> **WHAT TO DO**: Could every entry be set down once more, exactly as given?

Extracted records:
===============

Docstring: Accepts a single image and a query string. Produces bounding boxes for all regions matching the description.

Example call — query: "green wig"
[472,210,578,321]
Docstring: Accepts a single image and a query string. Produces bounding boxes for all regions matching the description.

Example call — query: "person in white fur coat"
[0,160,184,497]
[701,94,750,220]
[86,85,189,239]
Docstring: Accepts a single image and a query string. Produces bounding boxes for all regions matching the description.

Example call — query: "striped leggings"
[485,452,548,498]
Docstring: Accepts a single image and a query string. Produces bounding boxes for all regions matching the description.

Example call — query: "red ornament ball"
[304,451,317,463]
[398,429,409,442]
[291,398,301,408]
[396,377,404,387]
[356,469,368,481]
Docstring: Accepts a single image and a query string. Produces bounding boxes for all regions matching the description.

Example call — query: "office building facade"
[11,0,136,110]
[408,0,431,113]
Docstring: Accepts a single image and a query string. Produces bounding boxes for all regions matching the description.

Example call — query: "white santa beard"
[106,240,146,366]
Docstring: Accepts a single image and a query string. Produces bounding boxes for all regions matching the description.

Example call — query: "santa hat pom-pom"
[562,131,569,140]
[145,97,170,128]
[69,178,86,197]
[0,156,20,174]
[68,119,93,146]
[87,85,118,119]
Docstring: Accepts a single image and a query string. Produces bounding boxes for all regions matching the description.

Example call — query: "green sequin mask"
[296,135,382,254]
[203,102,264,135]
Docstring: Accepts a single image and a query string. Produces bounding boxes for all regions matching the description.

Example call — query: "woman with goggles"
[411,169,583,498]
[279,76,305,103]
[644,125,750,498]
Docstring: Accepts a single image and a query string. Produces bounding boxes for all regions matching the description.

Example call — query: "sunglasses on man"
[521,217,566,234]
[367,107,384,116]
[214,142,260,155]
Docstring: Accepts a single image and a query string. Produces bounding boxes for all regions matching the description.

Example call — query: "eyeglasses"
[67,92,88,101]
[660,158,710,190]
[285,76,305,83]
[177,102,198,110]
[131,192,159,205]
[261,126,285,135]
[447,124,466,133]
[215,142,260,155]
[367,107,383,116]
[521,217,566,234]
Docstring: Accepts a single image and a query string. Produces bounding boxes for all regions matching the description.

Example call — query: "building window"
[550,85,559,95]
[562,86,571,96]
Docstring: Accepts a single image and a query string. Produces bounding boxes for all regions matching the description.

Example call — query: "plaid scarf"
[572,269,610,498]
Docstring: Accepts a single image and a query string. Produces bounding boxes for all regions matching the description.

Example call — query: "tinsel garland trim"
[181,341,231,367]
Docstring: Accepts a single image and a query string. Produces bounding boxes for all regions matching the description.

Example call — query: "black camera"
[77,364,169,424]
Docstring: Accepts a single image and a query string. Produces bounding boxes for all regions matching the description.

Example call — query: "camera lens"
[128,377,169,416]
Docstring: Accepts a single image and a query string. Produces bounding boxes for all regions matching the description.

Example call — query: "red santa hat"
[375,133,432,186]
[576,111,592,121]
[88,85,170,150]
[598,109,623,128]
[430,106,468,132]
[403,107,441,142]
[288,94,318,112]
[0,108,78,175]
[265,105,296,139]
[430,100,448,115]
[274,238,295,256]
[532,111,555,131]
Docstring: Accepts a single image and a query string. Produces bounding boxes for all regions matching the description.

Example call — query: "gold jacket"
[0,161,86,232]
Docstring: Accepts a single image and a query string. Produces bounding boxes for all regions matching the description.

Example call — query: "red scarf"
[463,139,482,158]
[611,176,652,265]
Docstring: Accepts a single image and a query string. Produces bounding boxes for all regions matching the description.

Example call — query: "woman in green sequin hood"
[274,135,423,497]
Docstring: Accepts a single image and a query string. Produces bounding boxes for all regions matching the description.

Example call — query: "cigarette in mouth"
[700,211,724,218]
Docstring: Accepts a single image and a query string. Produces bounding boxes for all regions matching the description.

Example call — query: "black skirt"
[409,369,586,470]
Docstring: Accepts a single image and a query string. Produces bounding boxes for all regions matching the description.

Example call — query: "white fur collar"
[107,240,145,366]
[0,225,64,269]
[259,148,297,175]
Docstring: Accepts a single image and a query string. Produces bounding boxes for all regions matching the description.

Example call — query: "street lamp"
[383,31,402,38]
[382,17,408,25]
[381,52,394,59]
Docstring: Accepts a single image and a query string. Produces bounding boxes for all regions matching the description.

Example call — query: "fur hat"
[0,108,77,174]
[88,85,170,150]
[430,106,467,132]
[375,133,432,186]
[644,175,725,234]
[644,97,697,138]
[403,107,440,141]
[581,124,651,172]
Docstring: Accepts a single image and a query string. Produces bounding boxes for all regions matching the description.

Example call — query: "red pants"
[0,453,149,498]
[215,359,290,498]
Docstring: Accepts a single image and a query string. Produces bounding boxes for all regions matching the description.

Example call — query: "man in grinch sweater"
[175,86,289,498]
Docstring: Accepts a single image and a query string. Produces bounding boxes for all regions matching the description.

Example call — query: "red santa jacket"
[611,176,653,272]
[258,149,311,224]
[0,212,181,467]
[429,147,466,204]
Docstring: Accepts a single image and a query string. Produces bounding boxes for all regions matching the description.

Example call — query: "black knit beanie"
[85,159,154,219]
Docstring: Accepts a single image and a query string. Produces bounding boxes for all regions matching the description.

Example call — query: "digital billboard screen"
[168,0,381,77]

===============

> **OUTPUT BELOW**:
Docstring: Accepts a single image and a query string. Produces bounding boxes for all regions matching the description.

Example call — query: "green wig"
[472,210,578,321]
Docstring: Accepts a single image and a query string. Produces bounding boxes for all regions matching the description.

Example call — query: "person in white fur coat"
[0,160,184,497]
[701,94,750,220]
[86,85,189,239]
Docstring: Accepts a single image and a query string. Produces bounding boxes for all regions matching the description.

Example call — query: "striped leggings"
[485,452,548,498]
Docstring: Accepts a single image and a query string. Produces bounding boxes for all regions matching the description.

Example call — query: "red ornament ball"
[304,451,317,463]
[398,429,409,442]
[291,398,301,408]
[396,377,404,387]
[356,469,368,481]
Docstring: Accepts a single image and a query string. Produces bounding boxes for all regions matching the description.

Example call — query: "office building facade"
[11,0,136,110]
[408,0,431,113]
Docstring: Accepts a single image and a query string. Produces bounding boxes for all regions matching the description.

Example call — query: "white santa beard"
[106,240,146,366]
Docstring: Accepts a single image and a query string. Produces bounding boxes for all regions matching the description.

Example call — query: "santa hat pom-pom"
[562,131,569,140]
[145,97,170,128]
[69,178,86,197]
[0,156,20,174]
[68,119,93,146]
[87,85,118,119]
Docstring: Accepts a single image and a query string. Produces bounding boxes for all regions matching the description.

Example call — query: "green sequin mask"
[296,135,382,254]
[203,102,264,135]
Docstring: Accepts a single image and a query string. Produces bounding boxes for all regions matching the description.

Example call — query: "woman with goggles"
[411,169,583,498]
[279,76,305,103]
[644,125,750,498]
Docstring: Accepts a single image and a query string. Produces bounding boxes for all regions matching the description.

Example call — query: "sunglasses on man"
[521,217,566,234]
[367,107,384,116]
[214,142,260,155]
Docstring: Accepts a single image and a query string. Produces bounding boxes for all regions matching the description.

Example call — query: "eyeglasses"
[67,92,88,101]
[660,158,710,190]
[285,76,305,83]
[177,102,198,110]
[131,192,159,205]
[261,126,285,135]
[447,124,466,133]
[215,142,260,155]
[367,107,383,116]
[521,217,566,234]
Docstring: Accepts a single image and a query string. Produces bounding boxes for all regions matching the description.

Example call — query: "building window"
[550,85,559,95]
[562,86,571,96]
Docstring: Accepts a single image and a query string. Produces bounding boxes for all regions matching the description.

Example call — query: "plaid scarf"
[572,269,610,498]
Docstring: Accepts a single image and a query string. Produces bounding boxes for all regions matching the description.

Example call — query: "tinsel garland trim"
[181,341,231,367]
Docstring: Accepts a single image and a query string. Produces bounding boxes for all regions matching the description.

Example call — query: "black camera"
[77,364,169,424]
Docstring: Accepts a single image and a query string. Produces bounding boxes for all regions matching the description.

Example call — query: "camera lens"
[128,377,169,416]
Docstring: Accepts a single image and a query string. Produces bounding boxes for all regions matching the description.

Example call — query: "red santa hat"
[375,133,432,186]
[576,111,592,121]
[88,85,170,150]
[598,109,623,128]
[430,106,468,132]
[403,107,441,142]
[288,94,318,112]
[0,108,78,175]
[265,105,296,139]
[430,100,448,115]
[274,238,295,256]
[532,111,555,131]
Docstring: Accepts a single image and a query string. Produces bounding boxes for all regions matching the description.

Example call — query: "gold jacket"
[0,161,86,232]
Docstring: Accepts a single image and a query string. Produces bounding boxes for all regions matching the description.

Example call — query: "red scarf"
[463,139,482,158]
[611,176,652,265]
Docstring: Accepts a single image and a query string. Produces bounding boxes for all regions matching the description.

Example call — query: "woman in green sequin hood"
[274,135,423,497]
Docstring: Accepts a single image and a query string. Produces bounding boxes for all regions matching the description.

Example call — query: "cigarette in mouth"
[700,211,724,218]
Docstring: Accepts a single image and a query string. Produces bounding boxes for all regions matching the description.

Example call — query: "black skirt"
[409,369,586,470]
Docstring: Accepts a single image and a query string. Produces bounding boxes for all regions matching the description.

Example call — query: "white fur collar"
[107,240,145,366]
[0,225,64,269]
[259,148,297,175]
Docstring: Accepts a single image and a query string. Produces bounding boxes for all regions matching the description.

Example call — query: "street lamp"
[383,31,402,38]
[382,17,408,25]
[381,52,394,59]
Docstring: Accepts a single image and a query string. Produces bounding boxes for all regions matching the description.

Example call — query: "fur hat"
[0,108,77,174]
[88,85,170,150]
[430,106,467,132]
[375,133,432,186]
[644,175,725,234]
[644,97,697,138]
[403,107,440,141]
[581,124,651,172]
Docstring: Accepts a single image and a query string. Produces bounding boxes for all regions matching the description.

Example call — query: "red pants"
[0,453,149,498]
[215,359,290,498]
Docstring: Accepts a single image and a query string. Produces bounding boxes for all regions matching the description.

Example call — query: "man in grinch sweater"
[175,86,289,498]
Docstring: Accepts a single image and a query string. Produces bounding boxes for all regions matching the description.

Example call — query: "red santa jacket"
[611,176,653,272]
[258,149,311,224]
[0,212,181,467]
[429,147,466,204]
Docstring: Accepts a single image and a query string. Produces bounding boxes for all regions matching the description.

Example call — query: "black knit beanie"
[85,159,154,219]
Docstring: Accepts a single image and a query string. Produces bounding boxes for all regions matching the description.

Example call — query: "digital billboard screen"
[168,0,381,77]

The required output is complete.